И не собственную ли судьбу провидел Нико, когда писал пасхального агнца с пышным розовым бантом на шее, медленно, на негнущихся ногах идущего к своему ужасному, но кому-то так нужному концу? Жизнь не бывает и, наверное, не может быть без жертвоприношений - без жертв не достучишься ни до Бога, ни до людских сердец. Вы думаете, ягненок не знает, куда его ведут, не знает своего конца? Нет, знает, прекрасно знает! Потому-то и не гнутся его ноги, потому-то и глаза его полны такой тоски и обреченности - знает он! Все знает. Знает и все-таки идет. Идет, потому что иначе нет, по вере человеческой, никакого другого способа донести земную печаль и надежду до Того, чье милосердие испокон веков было последним прибежищем для измученной одиночеством, истомившейся в бесконечных трудах и страданиях человеческой души. И какая разница, погиб ли ты под ножом мясника или, во имя того же, погибаешь день за днем, час за часом, сознавая в случайные, редкие минуты просветления, что, может быть, это и есть твое предназначение на земле? Впрочем, разница, конечно, есть: умереть сразу или погибать всю жизнь - это далеко не одно и то же. И только высшим по силе духа дано вытерпеть до конца, без жалоб упреков, то, что вытерпел Нико, эту медленную, изо дня в день гибель, это не разделимое и не разделенное ни с кем бремя, добровольно взваленное им когда-то на себя.

ВЫДЕРЖКИ ИЗ ЗАПИСЕЙ:
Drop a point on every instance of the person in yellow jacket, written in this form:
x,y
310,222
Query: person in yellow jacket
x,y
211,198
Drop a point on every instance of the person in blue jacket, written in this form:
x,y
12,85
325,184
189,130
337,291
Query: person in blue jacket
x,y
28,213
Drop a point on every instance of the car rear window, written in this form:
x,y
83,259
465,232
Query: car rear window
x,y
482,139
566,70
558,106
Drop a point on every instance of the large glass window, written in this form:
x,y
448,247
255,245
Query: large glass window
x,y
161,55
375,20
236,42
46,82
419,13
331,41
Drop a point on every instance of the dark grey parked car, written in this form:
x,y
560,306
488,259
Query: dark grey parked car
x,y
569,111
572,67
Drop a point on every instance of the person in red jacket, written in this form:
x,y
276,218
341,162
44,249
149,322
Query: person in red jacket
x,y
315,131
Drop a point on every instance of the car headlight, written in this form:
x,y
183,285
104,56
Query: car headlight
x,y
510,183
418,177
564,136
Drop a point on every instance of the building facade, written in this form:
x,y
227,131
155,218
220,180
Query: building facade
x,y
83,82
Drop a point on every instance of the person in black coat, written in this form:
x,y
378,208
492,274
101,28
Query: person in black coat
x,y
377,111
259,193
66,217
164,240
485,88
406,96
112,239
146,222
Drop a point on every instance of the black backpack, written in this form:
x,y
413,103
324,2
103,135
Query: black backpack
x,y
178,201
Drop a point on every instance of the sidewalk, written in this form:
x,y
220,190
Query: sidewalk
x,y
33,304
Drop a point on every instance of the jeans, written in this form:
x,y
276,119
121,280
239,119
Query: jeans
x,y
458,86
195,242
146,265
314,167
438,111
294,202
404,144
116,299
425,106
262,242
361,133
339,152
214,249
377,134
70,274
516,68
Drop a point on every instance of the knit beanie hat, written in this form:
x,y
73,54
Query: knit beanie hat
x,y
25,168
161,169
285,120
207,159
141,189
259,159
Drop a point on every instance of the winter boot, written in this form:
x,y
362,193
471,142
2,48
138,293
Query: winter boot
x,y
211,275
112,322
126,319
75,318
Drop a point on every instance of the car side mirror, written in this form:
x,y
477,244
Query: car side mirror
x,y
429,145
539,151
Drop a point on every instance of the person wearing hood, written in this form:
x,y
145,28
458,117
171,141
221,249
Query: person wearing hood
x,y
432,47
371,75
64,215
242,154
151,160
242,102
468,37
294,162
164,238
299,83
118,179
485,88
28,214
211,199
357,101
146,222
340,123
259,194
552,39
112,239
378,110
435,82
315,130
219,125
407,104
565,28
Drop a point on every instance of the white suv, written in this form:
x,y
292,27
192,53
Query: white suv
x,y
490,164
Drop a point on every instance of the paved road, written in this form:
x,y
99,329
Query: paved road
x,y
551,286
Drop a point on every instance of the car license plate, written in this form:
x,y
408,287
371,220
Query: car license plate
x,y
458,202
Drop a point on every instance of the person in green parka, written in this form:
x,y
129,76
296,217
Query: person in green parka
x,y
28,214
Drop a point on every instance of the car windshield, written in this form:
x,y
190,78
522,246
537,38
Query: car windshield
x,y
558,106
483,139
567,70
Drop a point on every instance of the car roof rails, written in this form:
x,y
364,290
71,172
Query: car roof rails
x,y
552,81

ТРЕБОВАНИЯ К ЗАДАНИЯМ:
1: Что, согласно тексту, было на шее у пасхального агнца, которого писал Нико?
2: Сообщите каждую строку записей, в которой встречается слово «yellow».
Записи никак не связаны с текстом.

ОТВЕТЫ НА ЗАДАНИЯ:
1: Пышный розовый бант.

2:
Drop a point on every instance of the person in yellow jacket, written in this form:
Query: person in yellow jacket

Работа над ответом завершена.